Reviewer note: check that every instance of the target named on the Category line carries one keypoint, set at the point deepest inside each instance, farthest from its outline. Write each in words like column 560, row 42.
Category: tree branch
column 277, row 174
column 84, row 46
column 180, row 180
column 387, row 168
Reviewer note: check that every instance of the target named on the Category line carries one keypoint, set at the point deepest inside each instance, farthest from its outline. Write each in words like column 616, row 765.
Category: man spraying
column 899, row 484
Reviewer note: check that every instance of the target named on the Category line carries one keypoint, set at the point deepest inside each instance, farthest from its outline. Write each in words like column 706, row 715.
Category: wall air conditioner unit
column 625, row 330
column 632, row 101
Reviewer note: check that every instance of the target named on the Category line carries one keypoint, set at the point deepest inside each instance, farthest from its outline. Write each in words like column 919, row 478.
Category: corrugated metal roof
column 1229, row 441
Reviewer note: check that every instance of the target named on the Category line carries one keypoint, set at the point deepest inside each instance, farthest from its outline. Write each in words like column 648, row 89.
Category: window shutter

============

Rewrite all of the entries above with each "keypoint" changed to "marker" and every other word left as it is.

Reviewer note: check that every instance of the target named on the Category line carries one marker, set at the point deepest inside each instance, farthest from its outline. Write each in words like column 560, row 42.
Category: tree branch
column 277, row 174
column 84, row 46
column 180, row 180
column 387, row 168
Reviewer note: check that every instance of the target named on the Category line carries one marker, set at the point deepest inside each instance, farthest from its outline. Write each in words like column 616, row 765.
Category: man spraying
column 899, row 484
Reviewer note: check that every instance of the target named on the Category line carries one marker, set at the point deepest inside each instance, farthest from its outline. Write each in words like column 706, row 715.
Category: wall air conditioner unit
column 625, row 330
column 632, row 101
Reviewer note: check that every instance of the target named on the Category line carries one marker, set at the point deepest inside each instance, farthest from its outline. Write each in words like column 919, row 478.
Category: corrugated metal roof
column 1229, row 441
Reviewer note: check that every instance of the target named on the Category line carries one marker, set at the point deepest inside each instance, farthest from its outline. Write each in words like column 648, row 89.
Category: window shutter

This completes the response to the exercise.